Exercise task: Format the lines of all the records below as a numbered list, leaving out any blank lines and omitting the pictures.

Supplied records:
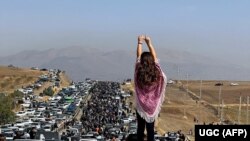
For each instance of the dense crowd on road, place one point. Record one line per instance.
(106, 115)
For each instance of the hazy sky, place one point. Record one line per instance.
(216, 28)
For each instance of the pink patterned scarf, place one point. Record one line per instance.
(149, 99)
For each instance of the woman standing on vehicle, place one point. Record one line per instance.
(150, 83)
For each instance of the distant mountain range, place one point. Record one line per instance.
(117, 65)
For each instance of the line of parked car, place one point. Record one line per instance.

Task answer:
1. For each instance of the dense crowd on road, place one point. Record one line per instance.
2. (106, 115)
3. For each instance of the hazy sky, place one point. Record one line per instance.
4. (216, 28)
5. For each instance of the pink patterned scarf, place one point. Record one line per instance.
6. (149, 99)
7. For each instance of the woman standing on vehicle, place one point. Record one line per instance.
8. (150, 83)
9. For each instance of the distant mountain range, place one point. Record one line per instance.
10. (117, 65)
11. For each instance of the line of parked car, place one point. Record one line per instance.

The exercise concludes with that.